Passage:
▶

The lead up this year’s Australian Big Brother boasted that the show would be different from those gone before. The ‘I don’t think so” catch-cry declared that there would be a diverse selection of housemates, new hosts who were prepared to ask the hard questions and a new set of Big Brother rules.
This review will attempt to find out whether these claims have been fulfilled or whether we have bee fed a load of Channel 10’s bulls**t.
Let’s start with the first claim: diversity of housemates. This year’s housemates included a loser who believes in flying saucers and little green men from Mars, a grandmother, an Aboriginal Australian, a person of limited physical stature (a midget), a church going virgin with a voice like Mickey Mouse on helium, a spoilt blonde bombshell, a skimpy barmaid, a bricklayer who can’t decide whether he’s Rastafarian, a wannabe lawyer, an animal doctor, a token Asian with a name that perfectly describes his personality, a cult escapee (that still thinks religion’s a good idea), an (almost) thirty year old virgin, a country girl who speaks exactly like the man who always manages to fall off his bar stool at the local pub, an old man with crap jokes and undies up his crack, an “Italian princess” who probably wouldn’t have such big boobs if she’d drop twenty or thirty kilos, a caring young single mother who cared so much she abandoned her child to get it on with the first man she saw in the house, a blonde tool so in love with himself he can’t take no for an answer and to top it all off, a pimply-faced cretin who probably can’t spell Big Brother and, if he could, would be too busy pulling up his filthy pants to try.

◀

Data segment:
▶

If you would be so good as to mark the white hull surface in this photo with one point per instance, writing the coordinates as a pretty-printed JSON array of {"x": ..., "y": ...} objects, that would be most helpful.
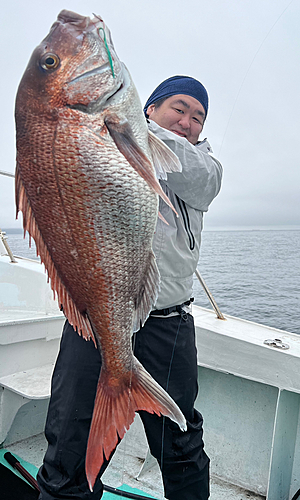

◀

Exercise tasks:
**A.** List every claim that, according to the Big Brother review, the lead-up to this year's show made about how it would be different.
**B.** Rewrite the Big Brother review starting with "The lead up" and going on through "Big Brother rules.", putting "presenters" in place of "hosts".
**C.** Does the Big Brother review agree with each statement? Answer yes or no, and quote the deciding words.
(i) The show was promoted as having new hosts willing to ask the hard questions.
(ii) A grandmother was among this year's housemates.
(iii) The review attributes the claims to Channel 7.
Answer using only the Big Brother review.

Task-by-task answers:
**A.**
- A diverse selection of housemates
- New hosts who were prepared to ask the hard questions
- A new set of Big Brother rules

**B.**
The lead up this year’s Australian Big Brother boasted that the show would be different from those gone before. The ‘I don’t think so” catch-cry declared that there would be a diverse selection of housemates, new presenters who were prepared to ask the hard questions and a new set of Big Brother rules.

**C.**
(i) Yes: "new hosts who were prepared to ask the hard questions"
(ii) Yes: "a grandmother"
(iii) No: "Channel 10’s"